Textabschnitt

..........

Wie stehen Sie selbst zu dieser Aussage? Und wie sieht die Realität in Detmold aus?

In unserer Stadt herrscht ein Süd-Nord-Gefälle, nicht nur geologisch. Im Süden, da ist nicht nur der Teuto, da sind auch alle touristischen Attraktionen angesiedelt. Und wer kann schon was dagegen haben, wenn die Sehenswürdigkeiten selbst, also der Hermann nebst Waldbühne, der Vogelpark und die Adlerwarte aufgehübscht werden? Auch wenn hauptsächlich die jeweiligen Betreiber investieren, Detmold tut oft einen Batzen dazu, notfalls über die LTM-Förderung.

Zur Attraktivitätssteigerung soll es 2018 zunächst in Heiligenkirchen, später sicher auch in Berlebeck und Hiddesen, sogenannte Mobilitätspunkte geben, die die CDU haben möchte. Die Mobilität für (touristische) Nutzerinnen und Nutzer soll verbessert werden, touristische Ziele sollen besser vernetzt werden.

Und was ist mit einer besseren Ausstattung des ÖPNV, längeren Taktzeiten etc. in denjenigen Ortsteilen, wo zwar kaum Touristen hinkommen, aber viele Menschen mit geringem Einkommen und ohne eigene Fahrzeuge wohnen? Dort werden schon bei der Ausschreibung Fahrpläne zusammengestrichen, aus Kostengründen!

..........

Vorliegende Daten
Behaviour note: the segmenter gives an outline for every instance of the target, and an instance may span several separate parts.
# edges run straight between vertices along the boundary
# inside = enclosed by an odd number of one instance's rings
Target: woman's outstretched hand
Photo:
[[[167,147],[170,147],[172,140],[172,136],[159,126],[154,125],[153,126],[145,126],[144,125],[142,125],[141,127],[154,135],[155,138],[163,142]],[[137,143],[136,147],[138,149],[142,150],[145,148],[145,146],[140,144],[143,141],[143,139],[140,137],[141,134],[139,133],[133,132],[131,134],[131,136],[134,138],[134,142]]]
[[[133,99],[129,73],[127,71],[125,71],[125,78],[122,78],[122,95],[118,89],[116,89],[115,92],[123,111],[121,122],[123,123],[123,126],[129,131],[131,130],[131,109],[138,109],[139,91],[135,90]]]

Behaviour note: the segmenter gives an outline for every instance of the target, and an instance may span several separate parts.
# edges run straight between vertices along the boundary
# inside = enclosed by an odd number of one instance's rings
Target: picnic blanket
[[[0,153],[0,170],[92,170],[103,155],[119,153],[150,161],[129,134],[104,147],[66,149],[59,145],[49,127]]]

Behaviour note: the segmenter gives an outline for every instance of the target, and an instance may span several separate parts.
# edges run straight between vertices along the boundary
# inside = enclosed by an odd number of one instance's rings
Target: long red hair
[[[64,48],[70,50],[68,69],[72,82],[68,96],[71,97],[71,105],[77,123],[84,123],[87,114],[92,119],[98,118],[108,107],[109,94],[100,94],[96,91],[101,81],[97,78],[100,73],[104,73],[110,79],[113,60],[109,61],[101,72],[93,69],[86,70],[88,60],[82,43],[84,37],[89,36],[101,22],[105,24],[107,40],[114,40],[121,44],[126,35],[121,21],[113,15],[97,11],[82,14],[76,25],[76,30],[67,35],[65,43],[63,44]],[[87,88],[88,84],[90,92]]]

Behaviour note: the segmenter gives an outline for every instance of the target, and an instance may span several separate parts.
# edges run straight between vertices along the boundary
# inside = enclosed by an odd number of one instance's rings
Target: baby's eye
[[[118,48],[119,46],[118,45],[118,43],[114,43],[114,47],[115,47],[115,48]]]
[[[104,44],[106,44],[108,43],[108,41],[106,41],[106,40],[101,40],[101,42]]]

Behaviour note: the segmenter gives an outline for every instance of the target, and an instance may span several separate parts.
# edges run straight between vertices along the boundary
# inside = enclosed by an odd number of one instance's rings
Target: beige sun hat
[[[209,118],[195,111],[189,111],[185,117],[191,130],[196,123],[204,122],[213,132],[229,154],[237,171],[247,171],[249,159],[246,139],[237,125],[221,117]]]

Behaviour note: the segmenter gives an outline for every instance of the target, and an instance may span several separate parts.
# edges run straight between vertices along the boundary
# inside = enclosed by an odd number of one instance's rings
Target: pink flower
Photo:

..........

Aufgaben
1. Wozu sollen die Mobilitätspunkte laut dem Textabschnitt über Detmold eingerichtet werden? Antworte in ein bis drei Sätzen.
2. Schreibe den Textabschnitt über den Nahverkehr in Detmold nach seinem letzten Satz weiter.

Ergebnisse
1. Die Mobilitätspunkte sollen der Attraktivitätssteigerung dienen. Sie sollen die Mobilität für (touristische) Nutzerinnen und Nutzer verbessern und touristische Ziele besser vernetzen.

2.
Wir können dem nicht zustimmen, weil wir gegen das Zusammenstreichen von Taktzeiten sind, ganz gleich, ob es sich um schlecht genutzte Randzeiten oder um die Taktung am Abend geht. Wenn wir tatsächlich zukunftsorientierte Mobilität in Detmold wollen, dann müssen im Gegenteil alle Optionen geprüft werden, um die Takte und die Versorgungszeiträume zu erweitern.

Ausdrücklich loben wir zwar das Bemühen der SVD, durch die Einhaltung der bisherigen Landesvorgaben Tarifbindungen einzuhalten. Gute Arbeitsbedingungen sind eine Voraussetzung für einen sicheren und qualitativ hochwertigen Nahverkehr. Aber Innovation und Zukunftsfähigkeit sieht anders aus und muss noch mehr liefern. Ein tragfähiges Nahverkehrs- und Mobilitätskonzept muss unter Einbeziehung aller Ortsteile und mit umfassender Bürgerbeteiligung entwickelt werden. Das wird hoffentlich die notwendigen Erkenntnisse bringen, damit ÖPNV in ganz Detmold umweltfreundlich, tariftreu, sowie kunden- und bedürfnisorientiert funktioniert.

Aber zurück zum Detmolder Süden: In Hiddesen wird´s demnächst wohl auch Geld für einen „Hermann-Kreisel“ geben. Das wollen zumindest einige Anwohnerinnen und Anwohner und vertreten dieses Anliegen höchst engagiert, andere sind mindestens ebenso engagiert strikt dagegen. In unseren Augen ein absurder Streit, es gibt wichtigere Probleme zu lösen. - Aber wie auch immer das ausgeht, wir stellen fest: Im Detmolder Süden kreiseln die Probleme meist um den Tourismus und darum, wie mit städtischen Investitionen mehr Geld für das dort angesiedelte Tourismusgewerbe zu machen sei.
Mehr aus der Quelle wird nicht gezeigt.